**本文:**
>>>>>
ハジュが数字まみれで過ごしていた頃、わが家はカオス状態。次女が生まれ、長女の小学校入学と、目が回るような忙しさでした。でも、目を回している場合ではなかったので、何とかしなければ!と、私は奮闘しました。当時通っていたグループ療育の先生や専門機関に相談したり、インターネットで情報をかき集め、試行錯誤の日々。「これは良さそう」と思ったものは、片っ端から試しました。そんな中、特にハジュに効果的だったのが、残り時間が見えるタイマーとメモ帳でした。

例えば、ハジュが数字に夢中になっている時、タイマーで残り時間を見せてあげます。そして、次の予定をメモ帳に絵で描いて「ほら、次はこれだよ」と伝える。数字好きのハジュにとって、時間も数字の一部だからか、タイマーには全く抵抗がありませんでした。むしろ、タイマーを見て納得して動いてくれるのです。
<<<<<
**リスト:**
>>>>>
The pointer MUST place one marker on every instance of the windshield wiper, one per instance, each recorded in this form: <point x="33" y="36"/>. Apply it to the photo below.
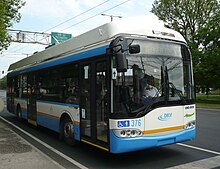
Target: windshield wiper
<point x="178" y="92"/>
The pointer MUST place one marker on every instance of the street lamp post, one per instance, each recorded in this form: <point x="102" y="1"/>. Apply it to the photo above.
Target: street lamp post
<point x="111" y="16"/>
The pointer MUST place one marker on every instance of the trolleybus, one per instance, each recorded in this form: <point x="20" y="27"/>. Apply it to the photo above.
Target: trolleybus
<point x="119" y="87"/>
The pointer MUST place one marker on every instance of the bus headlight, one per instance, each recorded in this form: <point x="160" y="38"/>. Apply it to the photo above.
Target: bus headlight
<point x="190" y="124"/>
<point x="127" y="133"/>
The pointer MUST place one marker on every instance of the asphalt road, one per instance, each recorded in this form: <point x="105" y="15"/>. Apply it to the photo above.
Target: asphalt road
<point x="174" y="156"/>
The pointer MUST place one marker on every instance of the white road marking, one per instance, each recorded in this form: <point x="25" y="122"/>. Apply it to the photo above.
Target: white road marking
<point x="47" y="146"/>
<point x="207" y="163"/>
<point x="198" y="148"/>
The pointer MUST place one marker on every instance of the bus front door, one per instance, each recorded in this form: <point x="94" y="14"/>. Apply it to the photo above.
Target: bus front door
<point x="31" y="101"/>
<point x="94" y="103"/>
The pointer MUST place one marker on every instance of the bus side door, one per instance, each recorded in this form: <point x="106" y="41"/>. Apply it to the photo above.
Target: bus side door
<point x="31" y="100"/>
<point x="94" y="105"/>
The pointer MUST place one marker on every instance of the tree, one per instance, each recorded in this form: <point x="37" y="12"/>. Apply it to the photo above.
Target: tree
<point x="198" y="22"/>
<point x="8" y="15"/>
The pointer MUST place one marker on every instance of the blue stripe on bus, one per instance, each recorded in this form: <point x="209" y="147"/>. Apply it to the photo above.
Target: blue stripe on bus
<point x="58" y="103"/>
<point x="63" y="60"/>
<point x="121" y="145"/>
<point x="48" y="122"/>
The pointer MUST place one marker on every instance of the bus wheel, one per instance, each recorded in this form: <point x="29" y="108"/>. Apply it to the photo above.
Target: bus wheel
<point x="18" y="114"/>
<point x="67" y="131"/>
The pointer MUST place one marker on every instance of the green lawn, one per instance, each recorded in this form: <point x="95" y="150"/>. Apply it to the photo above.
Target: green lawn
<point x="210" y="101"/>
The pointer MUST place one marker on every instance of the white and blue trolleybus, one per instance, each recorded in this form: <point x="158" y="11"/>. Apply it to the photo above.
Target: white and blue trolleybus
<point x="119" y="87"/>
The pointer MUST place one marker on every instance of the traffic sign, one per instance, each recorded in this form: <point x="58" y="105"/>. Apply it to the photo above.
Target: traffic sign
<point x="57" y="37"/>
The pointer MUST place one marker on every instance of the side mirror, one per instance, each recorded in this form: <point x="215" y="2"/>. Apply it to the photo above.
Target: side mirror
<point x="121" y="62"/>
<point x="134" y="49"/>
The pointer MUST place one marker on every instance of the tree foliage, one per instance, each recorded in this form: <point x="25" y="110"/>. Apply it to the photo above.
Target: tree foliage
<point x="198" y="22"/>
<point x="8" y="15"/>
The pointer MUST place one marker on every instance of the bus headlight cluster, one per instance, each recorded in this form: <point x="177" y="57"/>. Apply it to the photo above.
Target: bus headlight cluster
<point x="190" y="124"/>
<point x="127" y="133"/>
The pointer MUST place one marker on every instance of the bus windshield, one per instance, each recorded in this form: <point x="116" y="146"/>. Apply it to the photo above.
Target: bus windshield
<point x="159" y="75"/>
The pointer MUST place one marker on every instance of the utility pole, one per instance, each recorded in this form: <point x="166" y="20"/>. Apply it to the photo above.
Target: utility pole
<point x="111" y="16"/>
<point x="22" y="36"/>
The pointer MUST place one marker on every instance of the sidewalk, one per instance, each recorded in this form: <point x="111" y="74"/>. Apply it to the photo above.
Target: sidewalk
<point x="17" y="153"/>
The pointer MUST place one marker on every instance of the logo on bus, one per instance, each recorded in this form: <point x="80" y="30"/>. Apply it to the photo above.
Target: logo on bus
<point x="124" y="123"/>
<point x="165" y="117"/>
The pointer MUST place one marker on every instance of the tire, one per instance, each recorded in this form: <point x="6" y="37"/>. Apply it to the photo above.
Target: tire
<<<<<
**設問:**
(1) タイマーとメモ帳についての本文のうち、「ハジュが数字まみれで過ごして」から「納得して動いてくれるのです。」までを一字一句違えずに書き写してください。
(2) ハジュとタイマーとメモ帳についての本文を、最後の文の後から書き継いでください。
上記のリストは本文とは関係ありません。

**回答:**
(1)
ハジュが数字まみれで過ごしていた頃、わが家はカオス状態。次女が生まれ、長女の小学校入学と、目が回るような忙しさでした。でも、目を回している場合ではなかったので、何とかしなければ!と、私は奮闘しました。当時通っていたグループ療育の先生や専門機関に相談したり、インターネットで情報をかき集め、試行錯誤の日々。「これは良さそう」と思ったものは、片っ端から試しました。そんな中、特にハジュに効果的だったのが、残り時間が見えるタイマーとメモ帳でした。

例えば、ハジュが数字に夢中になっている時、タイマーで残り時間を見せてあげます。そして、次の予定をメモ帳に絵で描いて「ほら、次はこれだよ」と伝える。数字好きのハジュにとって、時間も数字の一部だからか、タイマーには全く抵抗がありませんでした。むしろ、タイマーを見て納得して動いてくれるのです。

(2)
もちろん、外出先にタイマーを持っていくのを忘れることもあります。そんな時のために、スマートフォンにも見えるタイマーのアプリをインストール!「あ、忘れた!」と思っても、スマホさえあれば何とかなります。今思えば、数字が好きなハジュだからこそ、時間も数字で管理するというのは、彼にピッタリの方法でした。